Dataset records

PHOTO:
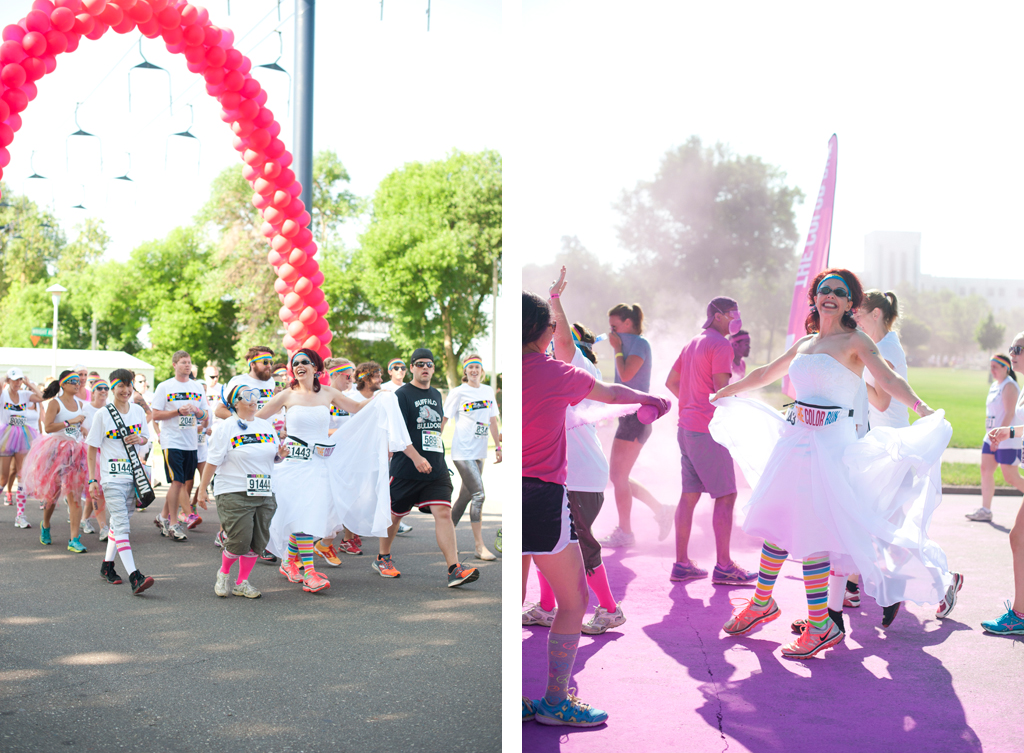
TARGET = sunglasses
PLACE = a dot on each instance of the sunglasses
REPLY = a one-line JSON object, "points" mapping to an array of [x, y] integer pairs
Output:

- _Direction_:
Rewrite the data above, changing "sunglasses" to "eyeglasses" everywhere and keeping everything else the same. Omit the picture.

- _Full output_:
PHOTO:
TARGET = eyeglasses
PLACE = a dot on each instance of the eyeglasses
REPLY = a one-line JSON object, "points" mapping to an array of [x, y] integer pairs
Output:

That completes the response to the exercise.